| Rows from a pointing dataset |
.....

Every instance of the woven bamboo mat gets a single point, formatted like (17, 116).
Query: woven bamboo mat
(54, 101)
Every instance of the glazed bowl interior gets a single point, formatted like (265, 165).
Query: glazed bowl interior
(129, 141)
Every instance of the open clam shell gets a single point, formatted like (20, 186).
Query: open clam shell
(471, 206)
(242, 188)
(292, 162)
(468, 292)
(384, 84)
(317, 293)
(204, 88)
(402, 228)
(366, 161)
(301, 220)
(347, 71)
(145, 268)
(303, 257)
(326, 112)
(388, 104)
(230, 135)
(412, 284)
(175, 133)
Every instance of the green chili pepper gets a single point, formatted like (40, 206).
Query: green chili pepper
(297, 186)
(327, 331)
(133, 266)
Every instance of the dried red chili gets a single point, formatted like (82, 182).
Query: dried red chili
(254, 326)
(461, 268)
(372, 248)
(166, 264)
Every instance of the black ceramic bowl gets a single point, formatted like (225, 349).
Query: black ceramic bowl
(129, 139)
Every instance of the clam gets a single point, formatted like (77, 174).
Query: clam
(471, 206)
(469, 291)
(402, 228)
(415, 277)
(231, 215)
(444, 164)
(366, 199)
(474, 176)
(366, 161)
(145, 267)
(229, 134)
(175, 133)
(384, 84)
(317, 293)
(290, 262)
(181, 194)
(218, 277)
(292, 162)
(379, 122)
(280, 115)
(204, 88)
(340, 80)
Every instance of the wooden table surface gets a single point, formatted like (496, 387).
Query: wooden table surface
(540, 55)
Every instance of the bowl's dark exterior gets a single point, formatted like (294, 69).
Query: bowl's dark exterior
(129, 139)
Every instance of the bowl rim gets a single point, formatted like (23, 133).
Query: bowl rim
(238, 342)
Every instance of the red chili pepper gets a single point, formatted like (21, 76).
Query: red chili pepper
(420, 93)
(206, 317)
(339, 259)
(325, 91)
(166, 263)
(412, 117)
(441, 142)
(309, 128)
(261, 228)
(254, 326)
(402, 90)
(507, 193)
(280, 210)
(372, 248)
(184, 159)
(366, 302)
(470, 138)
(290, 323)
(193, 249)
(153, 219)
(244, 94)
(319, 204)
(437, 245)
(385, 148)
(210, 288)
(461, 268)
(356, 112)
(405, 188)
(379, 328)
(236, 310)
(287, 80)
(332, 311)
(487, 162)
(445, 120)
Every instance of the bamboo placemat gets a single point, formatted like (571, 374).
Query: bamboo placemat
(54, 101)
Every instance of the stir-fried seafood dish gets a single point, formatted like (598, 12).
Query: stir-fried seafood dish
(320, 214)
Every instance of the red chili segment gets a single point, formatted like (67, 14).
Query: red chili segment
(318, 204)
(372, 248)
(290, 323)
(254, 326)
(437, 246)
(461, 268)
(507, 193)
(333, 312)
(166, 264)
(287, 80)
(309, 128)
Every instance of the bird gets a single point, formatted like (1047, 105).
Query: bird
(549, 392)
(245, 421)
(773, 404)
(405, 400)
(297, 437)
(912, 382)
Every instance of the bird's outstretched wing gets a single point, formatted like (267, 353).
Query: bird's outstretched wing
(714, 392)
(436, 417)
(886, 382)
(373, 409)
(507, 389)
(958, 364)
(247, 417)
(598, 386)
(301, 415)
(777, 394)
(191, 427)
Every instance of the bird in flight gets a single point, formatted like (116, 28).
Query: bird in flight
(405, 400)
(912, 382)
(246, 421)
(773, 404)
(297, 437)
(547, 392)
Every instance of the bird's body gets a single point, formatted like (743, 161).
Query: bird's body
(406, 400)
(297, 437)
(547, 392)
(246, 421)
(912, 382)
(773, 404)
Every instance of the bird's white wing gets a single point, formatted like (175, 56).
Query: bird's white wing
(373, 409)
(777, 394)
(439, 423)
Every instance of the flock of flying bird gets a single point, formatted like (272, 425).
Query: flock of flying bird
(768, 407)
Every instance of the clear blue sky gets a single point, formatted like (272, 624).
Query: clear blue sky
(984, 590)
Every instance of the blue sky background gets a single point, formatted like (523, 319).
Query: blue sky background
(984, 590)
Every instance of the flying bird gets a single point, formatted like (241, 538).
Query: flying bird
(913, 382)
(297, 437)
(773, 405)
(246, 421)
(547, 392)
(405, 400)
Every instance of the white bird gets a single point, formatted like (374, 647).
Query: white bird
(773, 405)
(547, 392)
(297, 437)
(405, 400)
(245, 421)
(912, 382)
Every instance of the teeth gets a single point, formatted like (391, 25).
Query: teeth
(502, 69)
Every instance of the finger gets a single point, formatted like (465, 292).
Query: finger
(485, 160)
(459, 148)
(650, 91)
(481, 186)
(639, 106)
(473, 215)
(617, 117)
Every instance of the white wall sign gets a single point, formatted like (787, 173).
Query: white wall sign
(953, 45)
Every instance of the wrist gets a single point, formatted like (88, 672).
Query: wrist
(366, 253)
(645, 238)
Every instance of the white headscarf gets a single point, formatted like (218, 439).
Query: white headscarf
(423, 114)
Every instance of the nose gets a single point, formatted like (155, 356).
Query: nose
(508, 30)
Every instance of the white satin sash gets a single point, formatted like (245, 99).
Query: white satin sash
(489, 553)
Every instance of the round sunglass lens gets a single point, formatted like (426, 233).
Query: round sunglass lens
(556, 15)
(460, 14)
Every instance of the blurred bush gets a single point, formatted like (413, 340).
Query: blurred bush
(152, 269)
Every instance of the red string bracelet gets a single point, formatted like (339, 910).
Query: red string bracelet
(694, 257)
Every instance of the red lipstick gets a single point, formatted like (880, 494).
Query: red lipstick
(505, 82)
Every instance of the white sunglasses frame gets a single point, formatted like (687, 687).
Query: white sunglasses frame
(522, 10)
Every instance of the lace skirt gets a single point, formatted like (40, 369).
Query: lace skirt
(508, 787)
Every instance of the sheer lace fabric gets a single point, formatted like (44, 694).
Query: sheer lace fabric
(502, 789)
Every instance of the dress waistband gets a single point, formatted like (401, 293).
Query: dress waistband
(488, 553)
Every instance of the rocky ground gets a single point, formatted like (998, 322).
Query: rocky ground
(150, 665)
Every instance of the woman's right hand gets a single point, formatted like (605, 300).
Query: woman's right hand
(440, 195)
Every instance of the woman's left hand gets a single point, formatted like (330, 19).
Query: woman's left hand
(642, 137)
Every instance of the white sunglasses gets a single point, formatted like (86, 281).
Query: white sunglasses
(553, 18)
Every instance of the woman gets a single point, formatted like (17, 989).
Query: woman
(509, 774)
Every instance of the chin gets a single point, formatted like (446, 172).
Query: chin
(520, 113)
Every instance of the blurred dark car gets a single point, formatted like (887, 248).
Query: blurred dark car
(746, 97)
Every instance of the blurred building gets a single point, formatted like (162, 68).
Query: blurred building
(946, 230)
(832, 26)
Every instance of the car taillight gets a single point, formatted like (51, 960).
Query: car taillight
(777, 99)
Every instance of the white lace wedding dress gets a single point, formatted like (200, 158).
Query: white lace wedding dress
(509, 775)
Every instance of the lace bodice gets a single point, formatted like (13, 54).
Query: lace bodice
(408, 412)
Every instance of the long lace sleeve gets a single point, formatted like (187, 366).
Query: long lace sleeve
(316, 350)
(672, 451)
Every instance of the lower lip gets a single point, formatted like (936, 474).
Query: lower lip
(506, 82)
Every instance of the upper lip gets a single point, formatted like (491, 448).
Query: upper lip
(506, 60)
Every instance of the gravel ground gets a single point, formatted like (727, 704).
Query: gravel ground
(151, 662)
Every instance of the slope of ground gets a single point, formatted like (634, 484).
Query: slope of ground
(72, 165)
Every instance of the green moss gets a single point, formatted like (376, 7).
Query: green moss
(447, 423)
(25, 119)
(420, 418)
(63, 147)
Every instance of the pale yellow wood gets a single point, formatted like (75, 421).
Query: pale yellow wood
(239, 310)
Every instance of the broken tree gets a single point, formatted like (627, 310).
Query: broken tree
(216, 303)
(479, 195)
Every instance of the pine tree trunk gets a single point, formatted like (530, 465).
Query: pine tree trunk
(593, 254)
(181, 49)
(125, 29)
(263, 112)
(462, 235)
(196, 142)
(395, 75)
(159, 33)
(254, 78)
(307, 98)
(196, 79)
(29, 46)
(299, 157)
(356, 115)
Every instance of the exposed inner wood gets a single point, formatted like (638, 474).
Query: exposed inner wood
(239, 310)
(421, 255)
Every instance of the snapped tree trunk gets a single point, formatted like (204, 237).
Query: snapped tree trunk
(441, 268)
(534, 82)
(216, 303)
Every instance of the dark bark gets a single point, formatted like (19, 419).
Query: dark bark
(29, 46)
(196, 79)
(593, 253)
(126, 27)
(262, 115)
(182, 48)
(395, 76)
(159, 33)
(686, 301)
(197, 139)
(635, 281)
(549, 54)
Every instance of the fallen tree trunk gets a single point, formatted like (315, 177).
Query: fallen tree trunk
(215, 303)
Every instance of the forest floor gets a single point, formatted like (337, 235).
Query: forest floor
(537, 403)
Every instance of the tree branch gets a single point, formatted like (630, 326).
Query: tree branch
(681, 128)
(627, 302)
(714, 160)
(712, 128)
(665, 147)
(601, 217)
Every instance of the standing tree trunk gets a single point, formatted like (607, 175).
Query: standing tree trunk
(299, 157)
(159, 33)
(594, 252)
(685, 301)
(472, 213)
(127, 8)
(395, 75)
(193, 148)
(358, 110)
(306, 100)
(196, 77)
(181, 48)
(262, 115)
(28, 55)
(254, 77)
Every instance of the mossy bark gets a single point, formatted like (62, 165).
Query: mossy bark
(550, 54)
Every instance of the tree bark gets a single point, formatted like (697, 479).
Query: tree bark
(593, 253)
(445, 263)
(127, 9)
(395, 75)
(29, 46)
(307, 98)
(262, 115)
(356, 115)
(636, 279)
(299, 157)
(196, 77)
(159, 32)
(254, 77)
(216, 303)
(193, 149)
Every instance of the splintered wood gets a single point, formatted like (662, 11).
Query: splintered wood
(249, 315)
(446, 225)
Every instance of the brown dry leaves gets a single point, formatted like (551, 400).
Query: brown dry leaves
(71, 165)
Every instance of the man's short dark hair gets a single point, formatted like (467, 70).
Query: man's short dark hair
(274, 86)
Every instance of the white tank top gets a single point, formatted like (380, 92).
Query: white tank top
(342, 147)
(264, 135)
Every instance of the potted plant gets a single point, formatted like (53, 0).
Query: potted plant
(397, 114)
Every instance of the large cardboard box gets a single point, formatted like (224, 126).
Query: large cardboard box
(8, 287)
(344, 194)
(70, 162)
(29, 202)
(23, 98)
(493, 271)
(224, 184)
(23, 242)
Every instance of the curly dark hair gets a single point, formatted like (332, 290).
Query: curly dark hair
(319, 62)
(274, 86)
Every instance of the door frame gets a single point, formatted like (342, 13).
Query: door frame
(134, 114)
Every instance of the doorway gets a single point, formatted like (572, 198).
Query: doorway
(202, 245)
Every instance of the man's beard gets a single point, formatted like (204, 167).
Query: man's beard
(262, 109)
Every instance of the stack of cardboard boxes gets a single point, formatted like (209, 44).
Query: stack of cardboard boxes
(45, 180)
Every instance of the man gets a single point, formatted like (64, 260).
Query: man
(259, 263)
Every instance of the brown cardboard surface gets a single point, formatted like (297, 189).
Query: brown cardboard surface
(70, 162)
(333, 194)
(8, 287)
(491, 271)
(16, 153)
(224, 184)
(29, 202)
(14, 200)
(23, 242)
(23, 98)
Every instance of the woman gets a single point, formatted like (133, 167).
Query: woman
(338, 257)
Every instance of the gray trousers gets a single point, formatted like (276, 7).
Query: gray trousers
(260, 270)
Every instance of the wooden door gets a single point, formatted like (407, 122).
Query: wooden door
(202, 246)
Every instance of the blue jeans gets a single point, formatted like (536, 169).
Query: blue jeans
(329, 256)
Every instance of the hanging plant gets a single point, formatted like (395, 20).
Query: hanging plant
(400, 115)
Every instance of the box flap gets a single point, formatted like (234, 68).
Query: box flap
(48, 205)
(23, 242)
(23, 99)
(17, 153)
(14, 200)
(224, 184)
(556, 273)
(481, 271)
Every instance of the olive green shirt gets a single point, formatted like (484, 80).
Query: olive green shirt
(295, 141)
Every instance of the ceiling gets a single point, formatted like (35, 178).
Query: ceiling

.....

| Instructions to follow |
Begin at the line containing "Every instance of the white tank" and reproduce each line through the end of the records above.

| Reply to the exercise |
Every instance of the white tank top gets a single point, formatted like (380, 92).
Query: white tank top
(342, 147)
(264, 135)
Every instance of the potted plant gets a single point, formatted like (53, 0).
Query: potted plant
(397, 114)
Every instance of the large cardboard box gets a single point, formatted like (224, 126).
Query: large cardboard box
(8, 287)
(344, 194)
(70, 162)
(29, 202)
(23, 98)
(493, 271)
(224, 184)
(23, 242)
Every instance of the curly dark hair gets a single point, formatted like (332, 290).
Query: curly dark hair
(319, 62)
(274, 86)
Every instance of the door frame gets a single point, formatted like (342, 13).
Query: door frame
(134, 114)
Every instance of the doorway gets a single point, formatted like (572, 198).
Query: doorway
(202, 245)
Every instance of the man's beard gets a single point, formatted like (204, 167).
Query: man's beard
(262, 109)
Every instance of the stack of cardboard boxes gets a single point, formatted like (209, 44).
Query: stack of cardboard boxes
(45, 180)
Every instance of the man gets a single point, formatted like (64, 260).
Query: man
(259, 263)
Every instance of the brown cardboard surface gets a single point, formatted like (297, 189).
Query: brown cardboard surface
(70, 162)
(333, 194)
(8, 287)
(491, 271)
(16, 153)
(224, 184)
(29, 202)
(14, 200)
(23, 242)
(23, 98)
Every instance of the woman gets a single point, formatted like (133, 167).
Query: woman
(338, 257)
Every instance of the gray trousers gets a single point, formatted like (276, 7).
Query: gray trousers
(260, 270)
Every instance of the wooden door gets a single point, formatted like (407, 122).
Query: wooden door
(202, 246)
Every instance of the blue jeans gets a single point, formatted like (536, 169).
Query: blue jeans
(329, 256)
Every instance of the hanging plant gets a single point, formatted like (395, 20).
Query: hanging plant
(400, 115)
Every instance of the box flap gets a single point, formatted like (234, 68).
Query: box flap
(48, 205)
(23, 242)
(23, 99)
(17, 153)
(14, 200)
(224, 184)
(556, 273)
(481, 271)
Every instance of the olive green shirt gets a single point, formatted like (484, 80).
Query: olive green shirt
(295, 141)
Every instance of the ceiling gets a single point, formatted like (35, 178).
Query: ceiling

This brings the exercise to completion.